Extracted records:

::::

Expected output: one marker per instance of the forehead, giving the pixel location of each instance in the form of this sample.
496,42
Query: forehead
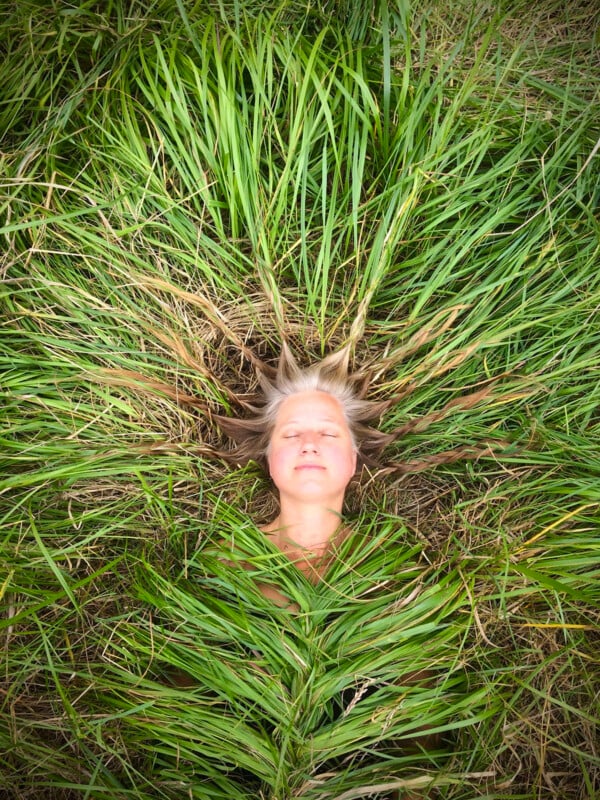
312,406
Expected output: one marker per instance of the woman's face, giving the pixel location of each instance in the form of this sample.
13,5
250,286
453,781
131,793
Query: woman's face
311,453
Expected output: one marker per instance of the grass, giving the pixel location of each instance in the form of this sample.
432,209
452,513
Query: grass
183,188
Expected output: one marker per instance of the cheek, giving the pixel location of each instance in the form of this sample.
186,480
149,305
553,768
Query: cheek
276,461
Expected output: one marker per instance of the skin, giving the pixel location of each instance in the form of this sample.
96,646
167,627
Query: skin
311,459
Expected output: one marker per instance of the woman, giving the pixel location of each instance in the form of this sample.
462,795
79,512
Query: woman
309,434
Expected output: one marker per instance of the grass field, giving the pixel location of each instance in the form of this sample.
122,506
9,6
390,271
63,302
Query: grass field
186,185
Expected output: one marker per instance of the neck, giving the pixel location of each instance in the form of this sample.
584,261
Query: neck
305,528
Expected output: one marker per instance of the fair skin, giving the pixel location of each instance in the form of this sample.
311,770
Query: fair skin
311,459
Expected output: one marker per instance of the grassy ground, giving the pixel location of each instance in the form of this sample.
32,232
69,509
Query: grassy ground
184,186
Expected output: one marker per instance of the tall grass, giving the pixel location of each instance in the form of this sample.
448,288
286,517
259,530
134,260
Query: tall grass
182,190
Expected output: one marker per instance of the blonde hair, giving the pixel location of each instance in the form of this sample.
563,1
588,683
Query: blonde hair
252,436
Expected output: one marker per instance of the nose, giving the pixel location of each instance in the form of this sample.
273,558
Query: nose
309,443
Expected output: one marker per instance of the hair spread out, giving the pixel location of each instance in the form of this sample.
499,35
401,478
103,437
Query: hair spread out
252,436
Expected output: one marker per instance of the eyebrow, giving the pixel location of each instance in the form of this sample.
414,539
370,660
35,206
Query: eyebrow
330,420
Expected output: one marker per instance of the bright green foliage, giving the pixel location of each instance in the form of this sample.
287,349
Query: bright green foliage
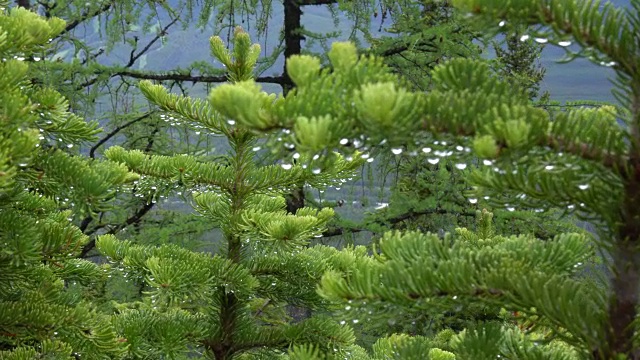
232,304
585,160
45,292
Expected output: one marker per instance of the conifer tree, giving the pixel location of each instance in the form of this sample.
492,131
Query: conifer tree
45,291
232,304
584,160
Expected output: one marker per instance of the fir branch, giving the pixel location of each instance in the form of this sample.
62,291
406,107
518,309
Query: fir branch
134,219
86,16
115,131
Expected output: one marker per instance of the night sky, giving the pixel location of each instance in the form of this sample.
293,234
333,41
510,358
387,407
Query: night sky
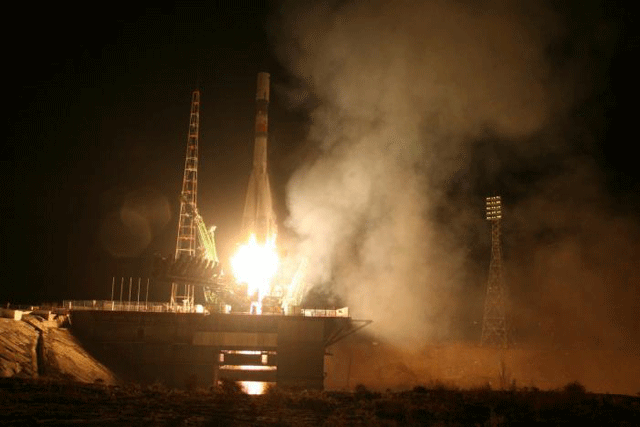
98,113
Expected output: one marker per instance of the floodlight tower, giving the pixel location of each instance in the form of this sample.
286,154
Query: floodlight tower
494,322
186,242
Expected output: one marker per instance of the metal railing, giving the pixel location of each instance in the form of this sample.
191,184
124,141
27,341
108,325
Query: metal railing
111,305
158,307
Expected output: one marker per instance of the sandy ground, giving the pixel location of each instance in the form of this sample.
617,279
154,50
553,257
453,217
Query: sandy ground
26,402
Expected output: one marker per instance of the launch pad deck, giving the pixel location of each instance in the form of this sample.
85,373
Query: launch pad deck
177,348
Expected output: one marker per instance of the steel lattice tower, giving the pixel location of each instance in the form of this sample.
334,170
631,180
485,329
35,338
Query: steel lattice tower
494,322
186,242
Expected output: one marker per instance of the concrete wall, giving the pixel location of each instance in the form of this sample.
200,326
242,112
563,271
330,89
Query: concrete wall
180,348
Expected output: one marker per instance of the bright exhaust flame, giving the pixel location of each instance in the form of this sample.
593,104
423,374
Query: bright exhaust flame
256,265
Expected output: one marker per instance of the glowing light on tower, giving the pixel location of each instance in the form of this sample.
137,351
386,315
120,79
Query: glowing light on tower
256,261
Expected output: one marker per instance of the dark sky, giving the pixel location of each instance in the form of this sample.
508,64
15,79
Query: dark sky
98,110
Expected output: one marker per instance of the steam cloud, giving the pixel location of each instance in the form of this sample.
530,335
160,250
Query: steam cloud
398,93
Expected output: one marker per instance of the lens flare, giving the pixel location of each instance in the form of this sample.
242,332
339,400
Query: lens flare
255,265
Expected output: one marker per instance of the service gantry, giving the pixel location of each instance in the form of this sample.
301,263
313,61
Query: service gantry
186,242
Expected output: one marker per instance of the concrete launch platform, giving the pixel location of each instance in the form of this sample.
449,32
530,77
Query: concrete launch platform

::::

• [Exercise]: Please print the entries above exactly. Skip every picture.

• [Result of this task]:
Expected output: one marker per instance of the forehead, giving the pixel location of each instance in the form of this sample.
496,42
Query: forehead
312,406
Expected output: one marker per instance of the woman's face, giving the pixel location of each instance in the form of this sample.
13,5
250,286
453,781
131,793
Query: woman's face
311,453
Expected output: one marker per instance of the grass, giving the pixel location of each instance in the form of this sample.
432,209
452,513
Query: grass
183,188
Expected output: one marker per instance of the cheek, giving the pixel location of each instance in the form of this sample.
186,480
149,305
553,768
Query: cheek
276,461
Expected output: one marker per instance of the skin, giving the pixel location of each instance in the form of this sample.
96,646
167,627
Query: skin
311,459
Expected output: one marker per instance of the woman, giving the pixel location of each instance in the form of this sample.
462,795
79,512
Query: woman
309,434
Expected output: one marker per instance of the grass field, giving the pixel location of each instance in the form of this sample.
122,506
9,6
390,271
63,302
Query: grass field
186,185
Expected output: one marker per instance of the neck, giving the pixel location of each instance in the form of this sample.
584,261
Query: neck
305,528
Expected output: one marker per instance of the fair skin, giving the pixel location of each instance in the form of this sample.
311,770
Query: fair skin
311,459
Expected output: one marker per instance of the grassy ground, giving the pixel location of each instance in the form of this sample.
32,232
69,509
Query: grassy ground
184,186
Expected output: one marker per instance of the tall grass, giving the pixel location of each instance in the form of this sample.
448,288
286,517
259,530
134,260
Query: tall grass
182,190
Expected output: one marker per instance of the blonde hair, giving the pixel location of each instance in the form of this sample.
563,1
588,683
Query: blonde hair
252,436
Expected output: one marker per instance of the nose, giving the pixel location of each instance in the form of this sample.
273,558
Query: nose
309,443
Expected output: one marker per instance of the hair spread out, giving the pixel location of each instance in the form of this sample.
499,35
401,478
103,437
Query: hair spread out
252,436
Expected output: one marker per instance of the eyebrow, giving the pixel location of each instance in the form of this sample.
414,539
370,660
35,206
Query: eyebrow
330,420
Expected output: one marker per instance of the bright green foliage, giving the pixel location of each instance in the form of this sample.
287,349
Query: bright green foliage
232,304
585,160
45,292
Expected output: one marker per instance of the conifer tree, giving the pixel location of each instance in the form of this sample.
492,131
Query: conifer tree
45,291
232,304
584,160
Expected output: one marker per instance of the fir branch, giving the pixel location of each instance in the form of this sample.
62,291
406,107
518,309
Query: fir branch
134,219
86,16
115,131
Expected output: one marker per instance of the night sky, giving the pixel location of each instance in the form of this sample.
293,234
333,41
510,358
387,407
Query: night sky
98,113
Expected output: one marker per instance of the floodlight tower, giving the pixel location of each instance in the form of this sample.
286,154
Query: floodlight tower
494,322
186,242
Expected output: one marker per instance of the metal railing, giving the pixel location of each instance in the form of this sample.
191,184
124,141
27,341
108,325
Query: metal railing
111,305
158,307
Expected output: one marker per instance of the sandy ground, giving the pixel location of each instance in the form of this sample.
617,279
154,50
553,257
453,217
Query: sandy ground
26,402
Expected output: one marker per instance of the launch pad deck, giving the pixel location of each instance in the form of this sample.
85,373
Query: launch pad deck
177,348
Expected output: one marker per instance of the steel lattice tower, giving the pixel location of each instance in the form of this sample.
334,170
631,180
485,329
35,338
Query: steel lattice tower
494,322
186,242
Expected output: one marker per instance of the concrete wall, giving the pixel location of each instance in the form of this sample.
200,326
242,112
563,271
330,89
Query: concrete wall
180,348
Expected output: one marker per instance of the bright exhaust flame, giving the pixel location of each instance in the form of this sample.
593,104
423,374
Query: bright exhaust flame
256,265
Expected output: one marker per instance of the glowing light on tower, giving the pixel location of each instance in the form of this sample.
137,351
386,315
120,79
Query: glowing light on tower
256,261
Expected output: one marker per instance of the dark sky, giving the pixel location of each instance in the form of this sample.
508,64
15,79
Query: dark sky
98,110
Expected output: one marker per instance of the steam cloud, giving the pixel location of each instance in the form of this sample.
530,335
160,250
Query: steam cloud
398,93
Expected output: one marker per instance of the lens flare, giving the pixel location of each instance in the form of this sample.
242,332
339,400
Query: lens flare
255,265
Expected output: one marker per instance of the service gantry, giving the pixel location of each instance in the form of this sample.
301,263
313,61
Query: service gantry
186,242
Expected output: one marker per instance of the concrete launch platform, giving the pixel location of each instance in the form of this sample.
449,32
530,77
Query: concrete launch platform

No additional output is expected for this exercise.